PROBLEM DETAILS
Among the lines below, how many have the word "white"? The reply is that number alone.

· · ·

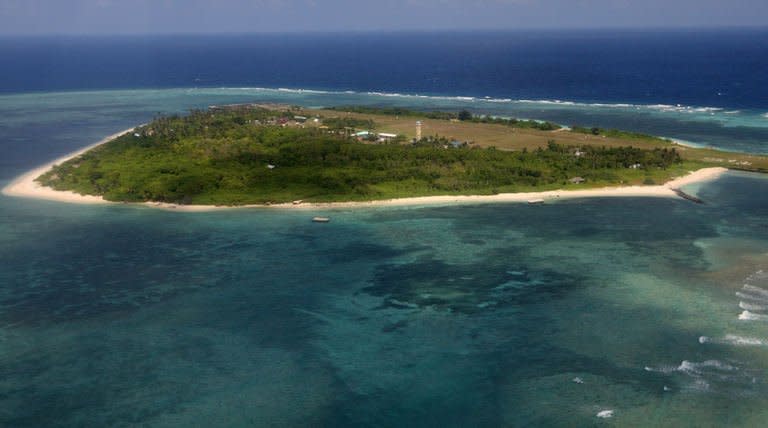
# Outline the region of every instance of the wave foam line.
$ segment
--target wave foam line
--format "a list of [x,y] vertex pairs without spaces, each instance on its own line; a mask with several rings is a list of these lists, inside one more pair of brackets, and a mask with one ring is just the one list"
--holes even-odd
[[756,271],[752,275],[748,276],[746,281],[747,282],[754,282],[754,281],[765,281],[768,279],[768,273],[764,272],[762,269]]
[[722,361],[718,360],[706,360],[702,361],[700,363],[689,361],[689,360],[683,360],[679,366],[661,366],[661,367],[649,367],[645,366],[645,371],[647,372],[657,372],[657,373],[684,373],[691,376],[701,376],[704,374],[705,371],[716,371],[716,372],[732,372],[738,370],[738,367],[732,366],[730,364],[724,363]]
[[[199,90],[205,90],[205,88],[198,88]],[[728,115],[736,115],[742,113],[740,110],[725,110],[722,107],[711,106],[688,106],[683,104],[632,104],[632,103],[588,103],[578,101],[566,101],[559,99],[513,99],[513,98],[494,98],[494,97],[474,97],[463,95],[424,95],[418,93],[401,93],[401,92],[386,92],[386,91],[326,91],[318,89],[302,89],[302,88],[264,88],[264,87],[220,87],[221,90],[241,90],[241,91],[262,91],[262,92],[283,92],[283,93],[295,93],[295,94],[347,94],[347,95],[370,95],[387,98],[417,98],[417,99],[431,99],[431,100],[444,100],[444,101],[463,101],[463,102],[488,102],[488,103],[509,103],[509,104],[537,104],[537,105],[550,105],[550,106],[571,106],[571,107],[588,107],[588,108],[616,108],[616,109],[634,109],[634,110],[653,110],[660,112],[675,112],[675,113],[722,113]],[[768,113],[762,115],[768,118]]]
[[768,321],[768,315],[756,314],[750,311],[742,311],[739,314],[739,319],[742,321]]
[[735,334],[726,334],[725,337],[722,338],[701,336],[699,337],[699,343],[733,346],[768,346],[768,340],[759,339],[757,337],[737,336]]
[[749,293],[742,293],[741,291],[736,292],[736,297],[744,300],[752,300],[754,302],[768,303],[768,297],[756,296],[754,294],[749,294]]
[[747,310],[747,311],[765,311],[765,310],[768,310],[768,306],[766,306],[766,305],[757,305],[757,304],[754,304],[754,303],[745,302],[743,300],[739,302],[739,307],[741,309],[744,309],[744,310]]
[[750,293],[759,294],[765,298],[768,298],[768,290],[764,288],[755,287],[754,285],[750,285],[750,284],[744,284],[743,290]]

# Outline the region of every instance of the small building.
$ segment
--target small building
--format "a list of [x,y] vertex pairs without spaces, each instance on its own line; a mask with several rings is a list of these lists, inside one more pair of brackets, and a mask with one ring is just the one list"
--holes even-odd
[[379,141],[390,141],[397,138],[397,134],[389,134],[387,132],[379,132]]
[[635,164],[632,164],[632,165],[629,166],[630,169],[640,169],[642,167],[643,166],[640,165],[639,163],[635,163]]
[[367,137],[367,136],[369,136],[371,134],[372,134],[371,131],[360,131],[360,132],[355,132],[355,137],[357,137],[357,138],[365,138],[365,137]]
[[568,181],[570,181],[570,182],[571,182],[571,184],[581,184],[581,183],[583,183],[583,182],[585,182],[585,181],[587,181],[587,180],[585,180],[585,179],[584,179],[584,178],[582,178],[582,177],[573,177],[573,178],[571,178],[571,179],[570,179],[570,180],[568,180]]
[[295,120],[296,122],[303,123],[303,122],[307,121],[307,117],[306,116],[293,116],[293,120]]

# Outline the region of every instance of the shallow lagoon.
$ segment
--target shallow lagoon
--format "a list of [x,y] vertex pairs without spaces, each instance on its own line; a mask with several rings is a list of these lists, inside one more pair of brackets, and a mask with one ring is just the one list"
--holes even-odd
[[[0,177],[211,101],[163,94],[27,99],[44,113],[2,119]],[[0,425],[759,425],[768,297],[744,284],[768,289],[768,180],[688,190],[707,203],[0,197]]]

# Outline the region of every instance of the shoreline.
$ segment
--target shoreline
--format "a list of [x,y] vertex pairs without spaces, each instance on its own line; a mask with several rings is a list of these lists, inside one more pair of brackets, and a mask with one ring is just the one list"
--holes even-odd
[[[139,125],[140,126],[140,125]],[[678,177],[662,185],[655,186],[619,186],[602,187],[597,189],[582,190],[548,190],[542,192],[522,192],[522,193],[500,193],[496,195],[444,195],[444,196],[416,196],[398,199],[382,199],[365,202],[303,202],[293,204],[291,202],[282,204],[252,204],[252,205],[179,205],[167,202],[113,202],[107,201],[101,196],[81,195],[69,190],[54,190],[45,187],[36,182],[35,179],[54,165],[66,162],[76,156],[100,146],[121,135],[132,132],[136,127],[125,129],[115,134],[109,135],[94,144],[83,147],[80,150],[61,156],[51,162],[32,169],[11,181],[2,189],[2,194],[6,196],[41,199],[55,202],[65,202],[73,204],[87,205],[106,205],[122,204],[147,206],[165,210],[182,212],[205,212],[218,210],[233,210],[243,208],[278,208],[278,209],[334,209],[334,208],[374,208],[374,207],[409,207],[419,205],[459,205],[459,204],[486,204],[486,203],[506,203],[506,202],[528,202],[531,200],[542,199],[545,202],[558,199],[574,198],[596,198],[596,197],[654,197],[654,198],[680,198],[673,189],[693,183],[701,183],[717,179],[726,171],[727,168],[712,167],[702,168],[692,171],[688,175]]]
[[3,187],[2,193],[6,196],[13,196],[17,198],[29,198],[29,199],[42,199],[46,201],[67,202],[75,204],[111,204],[113,202],[104,200],[101,196],[94,195],[81,195],[69,190],[54,190],[50,187],[45,187],[35,181],[37,177],[48,172],[55,165],[66,162],[74,157],[80,156],[83,153],[98,147],[108,141],[111,141],[117,137],[125,135],[129,132],[133,132],[134,129],[141,125],[134,126],[128,129],[124,129],[120,132],[116,132],[112,135],[108,135],[101,140],[89,144],[82,149],[66,154],[59,158],[56,158],[44,165],[34,168],[24,174],[14,178],[7,186]]

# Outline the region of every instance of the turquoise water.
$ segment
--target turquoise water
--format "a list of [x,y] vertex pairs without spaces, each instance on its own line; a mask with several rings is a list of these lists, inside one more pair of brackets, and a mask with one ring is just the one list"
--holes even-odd
[[[0,97],[0,180],[154,111],[249,96]],[[768,180],[688,190],[707,203],[0,197],[0,426],[763,425]]]

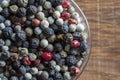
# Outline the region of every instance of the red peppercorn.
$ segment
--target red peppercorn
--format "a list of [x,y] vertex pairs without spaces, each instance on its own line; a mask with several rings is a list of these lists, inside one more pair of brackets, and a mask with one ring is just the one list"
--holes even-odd
[[49,61],[49,60],[52,59],[52,53],[44,52],[44,53],[42,53],[41,56],[42,56],[42,58],[43,58],[44,60],[46,60],[46,61]]
[[35,64],[35,66],[39,66],[40,65],[40,59],[36,59],[34,64]]
[[24,21],[23,20],[19,20],[18,24],[21,25],[21,26],[24,26]]
[[23,64],[26,65],[26,66],[31,65],[31,61],[30,61],[28,56],[23,57]]
[[69,17],[70,17],[70,13],[68,13],[66,11],[62,12],[62,15],[61,15],[62,19],[68,19]]
[[70,7],[70,2],[68,2],[68,1],[63,1],[62,2],[62,6],[64,7],[64,8],[69,8]]
[[74,47],[74,48],[80,47],[80,42],[77,41],[77,40],[73,40],[71,42],[71,46]]
[[69,24],[78,24],[78,22],[75,19],[69,18],[68,19]]
[[73,75],[77,76],[80,74],[80,69],[78,67],[72,67],[72,72]]
[[40,20],[39,19],[32,19],[32,25],[33,26],[39,26],[40,25]]

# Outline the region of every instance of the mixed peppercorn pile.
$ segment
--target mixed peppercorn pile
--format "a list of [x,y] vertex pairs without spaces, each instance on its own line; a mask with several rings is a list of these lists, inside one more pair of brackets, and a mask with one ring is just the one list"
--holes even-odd
[[72,80],[86,39],[67,0],[0,0],[0,80]]

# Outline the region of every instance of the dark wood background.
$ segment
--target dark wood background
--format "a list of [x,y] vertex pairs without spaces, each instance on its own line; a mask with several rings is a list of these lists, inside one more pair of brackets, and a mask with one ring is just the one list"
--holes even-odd
[[88,18],[92,53],[79,80],[120,80],[120,0],[76,0]]

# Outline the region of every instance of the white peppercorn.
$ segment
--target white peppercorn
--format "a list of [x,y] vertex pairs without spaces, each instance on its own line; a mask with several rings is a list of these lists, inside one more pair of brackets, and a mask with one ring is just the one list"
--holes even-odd
[[71,48],[70,44],[66,44],[64,50],[68,52],[70,51],[70,48]]
[[61,71],[62,71],[62,72],[66,72],[66,71],[68,71],[68,66],[66,66],[66,65],[62,65],[62,67],[61,67]]
[[42,33],[42,30],[41,30],[39,27],[36,27],[36,28],[34,29],[34,33],[35,33],[36,35],[40,35],[40,34]]
[[61,5],[59,5],[56,7],[56,10],[59,11],[60,13],[62,13],[64,9]]
[[55,66],[56,66],[56,61],[54,61],[54,60],[50,61],[50,65],[55,68]]
[[9,50],[9,47],[8,47],[8,46],[2,46],[2,50],[3,50],[3,51],[8,51],[8,50]]
[[49,42],[54,42],[56,40],[56,35],[52,35],[52,36],[50,36],[49,38],[48,38],[48,41]]
[[45,8],[45,9],[50,9],[51,7],[52,7],[51,2],[46,1],[45,4],[44,4],[44,8]]
[[80,67],[82,65],[82,60],[79,60],[76,64],[77,67]]
[[56,65],[56,66],[55,66],[55,70],[59,72],[59,71],[61,70],[60,66],[59,66],[59,65]]
[[5,20],[5,26],[11,26],[11,21],[10,20]]
[[5,8],[9,6],[9,2],[7,0],[2,0],[1,7]]
[[33,75],[38,74],[38,69],[37,69],[36,67],[32,67],[32,68],[30,69],[30,72],[31,72],[31,74],[33,74]]
[[71,80],[70,72],[64,73],[64,80]]
[[54,12],[53,12],[53,17],[54,17],[55,19],[59,18],[59,17],[60,17],[60,12],[59,12],[59,11],[54,11]]
[[85,26],[83,24],[78,24],[76,30],[78,32],[83,32],[85,30]]
[[18,0],[18,5],[26,7],[28,5],[28,0]]
[[21,56],[26,56],[28,55],[28,49],[27,48],[18,48],[19,53]]
[[86,40],[86,39],[88,38],[88,34],[85,33],[85,32],[82,32],[82,33],[81,33],[81,36],[82,36],[82,39],[83,39],[83,40]]
[[31,61],[35,61],[37,59],[37,56],[33,53],[29,53],[28,55]]
[[53,17],[51,17],[51,16],[50,16],[50,17],[48,17],[48,18],[47,18],[47,20],[48,20],[49,24],[53,24],[53,23],[54,23],[54,21],[55,21],[55,20],[54,20],[54,18],[53,18]]
[[0,30],[5,29],[5,24],[4,23],[0,23]]
[[30,73],[25,74],[25,79],[30,80],[32,79],[32,75]]
[[38,19],[40,19],[40,20],[43,20],[43,19],[45,18],[45,14],[44,14],[43,12],[38,12],[38,13],[36,14],[36,17],[37,17]]
[[73,12],[75,12],[75,8],[74,8],[73,6],[70,6],[69,9],[68,9],[68,11],[69,11],[70,13],[73,13]]
[[78,13],[78,12],[73,12],[73,13],[72,13],[72,17],[73,17],[74,19],[77,19],[77,18],[79,18],[80,16],[79,16],[79,13]]
[[15,36],[16,36],[16,33],[13,33],[12,36],[11,36],[11,39],[12,39],[13,41],[16,40],[16,39],[15,39]]
[[70,32],[75,32],[76,31],[76,27],[77,27],[76,24],[70,24],[69,25],[69,31]]
[[0,6],[0,12],[2,12],[3,8]]
[[47,48],[48,51],[52,52],[54,50],[54,47],[52,44],[48,44]]
[[13,14],[17,13],[17,10],[18,10],[17,5],[11,5],[9,8],[10,8],[11,13],[13,13]]
[[10,39],[6,39],[5,40],[5,45],[6,46],[11,46],[11,40]]
[[57,25],[63,25],[63,23],[64,23],[64,21],[63,21],[62,18],[58,18],[58,19],[56,20],[56,24],[57,24]]
[[27,28],[25,29],[25,32],[26,32],[26,35],[27,35],[27,36],[32,36],[32,35],[33,35],[33,30],[32,30],[32,28],[30,28],[30,27],[27,27]]
[[42,7],[42,6],[38,6],[38,7],[37,7],[37,11],[38,11],[38,12],[41,12],[42,10],[43,10],[43,7]]
[[43,29],[48,28],[49,27],[49,22],[47,20],[42,20],[41,21],[41,27]]
[[21,25],[16,25],[14,29],[15,31],[21,31]]
[[23,21],[26,21],[26,20],[27,20],[26,16],[22,17],[22,20],[23,20]]
[[82,22],[82,18],[81,17],[77,18],[76,20],[77,20],[78,24]]
[[32,20],[32,19],[34,19],[35,18],[35,15],[30,15],[30,16],[28,16],[28,19],[29,20]]
[[4,67],[6,65],[5,61],[0,61],[0,67]]
[[48,46],[48,41],[46,39],[42,39],[40,41],[40,46],[43,47],[43,48],[47,47]]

· · ·

OUTPUT FOR THIS TASK
2